#### Text

Our guests enjoy delights like this beautiful example of Spanish tapas: soft cheese, Iberico ham and a crispy fried artichoke. Photo Credit: Guide Carlos Sanchez

Birds also embark on European tours, spending summers in Scandinavia and winters in Spain, Morocco and parts further south along the Eastern Atlantic Flyaway.

Some fly during the daytime, using the updraft of thermals, including the many species of Eagle we expect to see in Spain: Bonelli’s, Golden, Short-Toed and Spanish Imperial. In all, some 20 species of raptors can be found doing this daytime drift, hugging the coastlines and the mountains during spring and fall migration.

Bonelli’s Eagle. Photo Credit: Johnathan Meyrav

Meanwhile, smaller birds will often make their journeys at night, to avoid predators, heat and dehydration, including the Common Whitethroat and other songbirds, which must cross the ever-larger Sahara desert to get to their winter homes. More of them will die trying to make that crossing than in the entirety of their 6-month winter residence in Sub-Saharan Africa, according to data from Birdlife.org. The conservation organization warns that climate change will make these transits “increasingly arduous.”

Sardinian Warbler, Photo Credit: P. Marques

The rapid loss and degradation of habitat along these bird migration flyways is one of the most significant challenges these birds face — particularly the ones that travel the furthest, like Arctic Terns, which travel from pole to pole. The unintended consequences of something as simple as a changed business model can be devastating, as with the abandonment of many European and North African saltpans — manmade structures created to harvest salt from the sea relied upon by many migrating bird species for transitory habitat.

Protecting habitat along these vast areas is a major focus for BirdLife.org and their many conservation partners. The identification and protection of Important Bird Areas is a major part of what they do.

Here’s a bit more tour-specific information about the bird species, migratory and endemic, you might expect to see:

Spain Birding and Nature in Andalusia Sept. 3-15

White-Headed Duck. Photo Credit: Carlos Sanchez

On this trip, we explore one of the largest and most important wetlands in Europe, Doñana National Park, and experience its rich diversity of water birds, including Greater Flamingo, Eurasian Spoonbill, Squacco Heron, and Collared Pratincole. As noted earlier, as many as 20 raptors may be seen on this trip. Our tour is also timed for the movement of songbirds.

Romania-Bulgaria Black Sea Coast Migration Sept. 16-25

Black Woodpecker. Photo Credit: George Gorman

We spend the first half of the tour in the Dobrudja region shared with both Bulgaria and Romania, exploring shallow brackish lagoons, sandy beaches, freshwater marshes and reed beds. Species we should see include Dalmatian and Great White Pelicans, Pygmy Cormorant, Red-footed Falcon, and Whiskered and White-winged Terns.

We visit the only steppe habitat in the European Union and home to a rich variety of nesting grassland birds such as Pied and Black-eared Wheatears, Calandra and Greater Short-toed Larks, and Long-legged Buzzard.

########
#### Given records

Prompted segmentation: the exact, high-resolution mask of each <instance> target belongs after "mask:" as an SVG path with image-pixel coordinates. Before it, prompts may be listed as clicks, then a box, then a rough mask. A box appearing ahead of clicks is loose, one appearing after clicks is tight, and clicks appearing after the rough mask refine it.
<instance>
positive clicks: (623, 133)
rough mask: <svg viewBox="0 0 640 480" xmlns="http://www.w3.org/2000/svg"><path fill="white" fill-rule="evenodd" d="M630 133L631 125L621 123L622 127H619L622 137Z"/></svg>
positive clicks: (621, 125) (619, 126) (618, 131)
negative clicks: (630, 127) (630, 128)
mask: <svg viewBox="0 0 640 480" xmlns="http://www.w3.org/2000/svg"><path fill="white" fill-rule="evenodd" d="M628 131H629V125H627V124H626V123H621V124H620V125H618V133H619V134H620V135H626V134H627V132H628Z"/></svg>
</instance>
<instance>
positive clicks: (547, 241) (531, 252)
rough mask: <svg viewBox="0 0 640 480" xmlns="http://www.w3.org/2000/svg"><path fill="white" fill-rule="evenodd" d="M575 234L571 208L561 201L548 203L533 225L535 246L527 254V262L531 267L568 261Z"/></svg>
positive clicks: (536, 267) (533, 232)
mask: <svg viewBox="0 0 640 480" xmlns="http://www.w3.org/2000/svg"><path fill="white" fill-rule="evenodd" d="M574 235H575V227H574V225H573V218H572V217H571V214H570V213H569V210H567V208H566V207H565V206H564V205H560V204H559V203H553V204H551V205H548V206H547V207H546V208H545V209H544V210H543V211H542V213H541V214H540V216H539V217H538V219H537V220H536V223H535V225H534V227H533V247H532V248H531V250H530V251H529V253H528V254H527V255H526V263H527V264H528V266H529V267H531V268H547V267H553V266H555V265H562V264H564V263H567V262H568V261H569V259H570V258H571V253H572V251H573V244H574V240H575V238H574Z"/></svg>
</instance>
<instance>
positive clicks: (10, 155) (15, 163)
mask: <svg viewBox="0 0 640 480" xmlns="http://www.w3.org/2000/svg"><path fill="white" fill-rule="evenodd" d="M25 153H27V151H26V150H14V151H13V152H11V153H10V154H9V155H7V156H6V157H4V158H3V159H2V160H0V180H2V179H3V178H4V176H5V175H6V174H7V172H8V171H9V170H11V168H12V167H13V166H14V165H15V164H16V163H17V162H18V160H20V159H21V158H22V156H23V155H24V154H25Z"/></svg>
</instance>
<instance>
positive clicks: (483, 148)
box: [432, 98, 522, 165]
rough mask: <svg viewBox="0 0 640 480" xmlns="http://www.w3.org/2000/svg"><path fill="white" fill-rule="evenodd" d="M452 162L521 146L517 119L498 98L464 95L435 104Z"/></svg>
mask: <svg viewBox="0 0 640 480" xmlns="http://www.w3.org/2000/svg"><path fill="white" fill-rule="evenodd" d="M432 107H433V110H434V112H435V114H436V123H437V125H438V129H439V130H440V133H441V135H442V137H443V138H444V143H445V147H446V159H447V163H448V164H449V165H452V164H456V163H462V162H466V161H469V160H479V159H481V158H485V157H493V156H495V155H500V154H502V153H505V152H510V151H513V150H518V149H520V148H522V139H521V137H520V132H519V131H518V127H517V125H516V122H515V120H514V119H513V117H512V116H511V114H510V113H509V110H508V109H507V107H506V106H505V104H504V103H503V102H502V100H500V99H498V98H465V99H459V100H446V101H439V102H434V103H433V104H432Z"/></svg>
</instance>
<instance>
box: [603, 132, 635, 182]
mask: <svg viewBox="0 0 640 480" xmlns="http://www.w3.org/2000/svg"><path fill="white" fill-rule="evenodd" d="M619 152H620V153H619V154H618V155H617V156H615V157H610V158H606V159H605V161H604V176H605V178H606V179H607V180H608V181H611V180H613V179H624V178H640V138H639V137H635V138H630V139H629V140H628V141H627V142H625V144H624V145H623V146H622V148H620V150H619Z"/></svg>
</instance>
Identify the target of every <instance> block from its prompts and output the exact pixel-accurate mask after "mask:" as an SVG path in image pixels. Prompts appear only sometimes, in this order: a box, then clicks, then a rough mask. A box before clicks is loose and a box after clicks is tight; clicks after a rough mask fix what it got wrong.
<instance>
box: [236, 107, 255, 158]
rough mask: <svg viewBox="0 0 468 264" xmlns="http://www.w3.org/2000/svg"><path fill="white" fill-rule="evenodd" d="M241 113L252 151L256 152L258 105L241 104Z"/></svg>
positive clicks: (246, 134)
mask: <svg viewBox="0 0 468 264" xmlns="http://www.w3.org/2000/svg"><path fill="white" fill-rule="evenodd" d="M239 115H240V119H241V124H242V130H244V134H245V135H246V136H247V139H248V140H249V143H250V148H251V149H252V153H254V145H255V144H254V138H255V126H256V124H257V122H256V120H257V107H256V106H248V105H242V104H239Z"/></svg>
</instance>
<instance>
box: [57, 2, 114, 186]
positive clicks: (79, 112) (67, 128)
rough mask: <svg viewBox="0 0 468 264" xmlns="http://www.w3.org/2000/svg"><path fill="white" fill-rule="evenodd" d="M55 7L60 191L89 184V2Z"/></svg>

########

* [Task set]
1 - List the eagle species that the text on bird migration says are expected to be seen in Spain.
2 - Answer these questions from the text on bird migration:
(a) In which region do the birds on European tours spend their summers?
(b) What three things do smaller birds avoid by flying at night?
(c) Which national park does the Andalusia trip explore?

* [Solved problems]
1 - Bonelli's Eagle, Golden Eagle, Short-Toed Eagle, Spanish Imperial Eagle

2 -
(a) Scandinavia
(b) Predators, heat and dehydration
(c) Doñana National Park